▶ [阅读摘录]:
==========
计量地理-聚类

按照计量地理思想,对距离矩阵进行聚类,数据如

6
0.0 0.375 0.483 1.749 1.516 1.972
0.375 0.0 0.776 1.596 1.336 1.743
0.483 0.776 0.0 1.926 1.662 2.154
1.749 1.596 1.926 0.0 0.501 0.693
1.516 1.336 1.662 0.501 0.0 0.589

1.972 1.743 2.154 0.693 0.589 0.0

第一行为数据个数,下面为距离矩阵,可以下三角(上三角)全为0。

// ClusterAnalysis.cpp : Defines the entry point for the console application.

//

#include "stdafx.h"
#include "iostream"
using namespace std;
#include "iomanip"


#include "vector"
#include "string"


typedef struct {
	int iClaNO1;
	int iClaNO2;
	int iNO;			// 标记聚类的次序
}NEW_NODE;


typedef struct {
	int iSample1;
	int iSample2;
	float fDist;
}DIST_NODE;


void Bubble(int *sort,int iCount)
{
	for(int i = 0;i < iCount - 1;i++){
		for(int j = 0;j < iCount - i - 1;j++){
			float temp;


			if(sort[j + 1] < sort[j]){
				temp = sort[j];
				sort[j] = sort[j + 1];
				sort[j + 1] = temp;


			}
		}
	}
}


int _tmain(int argc, _TCHAR* argv[])
{
	int iSampleCount;					// 要分类的样本数
	float **m_data;						// 存储距离矩阵	


	string strFile = "COST_MATRIX.txt";
	FILE *fp;


	if((fp=fopen(strFile.c_str(),"r"))==NULL)
==========
▶ [所示记录]:
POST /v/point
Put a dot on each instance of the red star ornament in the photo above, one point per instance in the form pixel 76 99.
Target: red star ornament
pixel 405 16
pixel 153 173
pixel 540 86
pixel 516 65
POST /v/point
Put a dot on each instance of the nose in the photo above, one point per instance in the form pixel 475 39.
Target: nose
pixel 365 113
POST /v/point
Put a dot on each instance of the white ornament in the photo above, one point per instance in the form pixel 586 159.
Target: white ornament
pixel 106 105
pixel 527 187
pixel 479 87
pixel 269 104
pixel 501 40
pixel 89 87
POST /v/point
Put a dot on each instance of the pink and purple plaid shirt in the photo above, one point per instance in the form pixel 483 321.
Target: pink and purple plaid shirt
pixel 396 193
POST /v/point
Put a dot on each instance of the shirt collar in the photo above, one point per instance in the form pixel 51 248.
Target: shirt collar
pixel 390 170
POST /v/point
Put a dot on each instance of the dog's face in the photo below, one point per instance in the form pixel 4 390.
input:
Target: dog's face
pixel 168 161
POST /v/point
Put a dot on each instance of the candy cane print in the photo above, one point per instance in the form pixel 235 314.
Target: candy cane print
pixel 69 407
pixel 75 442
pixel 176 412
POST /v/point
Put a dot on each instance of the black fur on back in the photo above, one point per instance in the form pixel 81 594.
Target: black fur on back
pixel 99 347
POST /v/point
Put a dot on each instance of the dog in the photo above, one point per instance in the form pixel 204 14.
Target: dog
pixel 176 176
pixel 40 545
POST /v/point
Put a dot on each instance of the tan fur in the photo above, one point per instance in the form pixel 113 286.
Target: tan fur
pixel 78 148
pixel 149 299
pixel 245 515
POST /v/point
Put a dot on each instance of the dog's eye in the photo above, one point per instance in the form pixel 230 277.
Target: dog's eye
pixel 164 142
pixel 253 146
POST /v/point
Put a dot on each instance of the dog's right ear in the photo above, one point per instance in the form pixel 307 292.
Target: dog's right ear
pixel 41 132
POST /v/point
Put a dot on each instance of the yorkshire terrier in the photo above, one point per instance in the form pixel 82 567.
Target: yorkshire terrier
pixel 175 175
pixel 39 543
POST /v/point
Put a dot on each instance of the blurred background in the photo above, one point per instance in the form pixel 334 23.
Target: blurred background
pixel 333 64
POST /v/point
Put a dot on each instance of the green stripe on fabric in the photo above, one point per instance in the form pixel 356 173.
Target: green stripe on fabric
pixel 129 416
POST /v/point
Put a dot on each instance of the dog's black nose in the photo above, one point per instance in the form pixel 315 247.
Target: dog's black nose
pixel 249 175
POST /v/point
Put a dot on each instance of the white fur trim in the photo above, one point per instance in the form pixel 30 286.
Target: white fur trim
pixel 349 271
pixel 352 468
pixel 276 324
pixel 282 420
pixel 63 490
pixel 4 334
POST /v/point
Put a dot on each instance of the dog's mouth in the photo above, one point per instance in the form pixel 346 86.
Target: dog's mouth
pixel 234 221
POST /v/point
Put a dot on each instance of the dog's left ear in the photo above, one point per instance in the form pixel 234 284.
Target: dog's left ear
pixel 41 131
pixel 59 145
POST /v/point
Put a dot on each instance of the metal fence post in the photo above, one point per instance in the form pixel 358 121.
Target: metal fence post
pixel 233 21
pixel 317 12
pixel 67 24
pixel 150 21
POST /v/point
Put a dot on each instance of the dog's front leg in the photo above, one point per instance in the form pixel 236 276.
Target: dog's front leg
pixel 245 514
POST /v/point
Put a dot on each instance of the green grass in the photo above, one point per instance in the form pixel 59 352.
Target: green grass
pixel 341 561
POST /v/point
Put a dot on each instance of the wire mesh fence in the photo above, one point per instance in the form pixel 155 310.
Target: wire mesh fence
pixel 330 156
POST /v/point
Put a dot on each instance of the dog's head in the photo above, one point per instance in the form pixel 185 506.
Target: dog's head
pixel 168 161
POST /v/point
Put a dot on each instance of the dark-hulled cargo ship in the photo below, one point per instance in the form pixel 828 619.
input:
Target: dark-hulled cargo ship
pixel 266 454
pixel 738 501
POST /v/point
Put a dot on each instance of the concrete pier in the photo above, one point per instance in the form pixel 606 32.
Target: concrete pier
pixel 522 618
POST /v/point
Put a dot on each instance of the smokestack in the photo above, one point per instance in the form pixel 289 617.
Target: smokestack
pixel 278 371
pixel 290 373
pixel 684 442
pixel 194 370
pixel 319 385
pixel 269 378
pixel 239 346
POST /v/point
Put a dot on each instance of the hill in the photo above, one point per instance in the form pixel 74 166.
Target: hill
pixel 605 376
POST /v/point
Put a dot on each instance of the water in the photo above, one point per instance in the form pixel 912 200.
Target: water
==========
▶ [练习任务]:
(A) 把阅读摘录中的一段一字不差地重新打出来：从含有“按照计量地理思想,对距离矩阵进行聚类,数据如”的地方开始，到“第一行为数据个数,下面为距离矩阵,可以下三角(上三角)全为0。”结束。
(B) 按照阅读摘录的说明，数据的第一行表示什么？

▶ [各题答案]:
(A)
按照计量地理思想,对距离矩阵进行聚类,数据如

6
0.0 0.375 0.483 1.749 1.516 1.972
0.375 0.0 0.776 1.596 1.336 1.743
0.483 0.776 0.0 1.926 1.662 2.154
1.749 1.596 1.926 0.0 0.501 0.693
1.516 1.336 1.662 0.501 0.0 0.589

1.972 1.743 2.154 0.693 0.589 0.0

第一行为数据个数,下面为距离矩阵,可以下三角(上三角)全为0。

(B) 数据个数。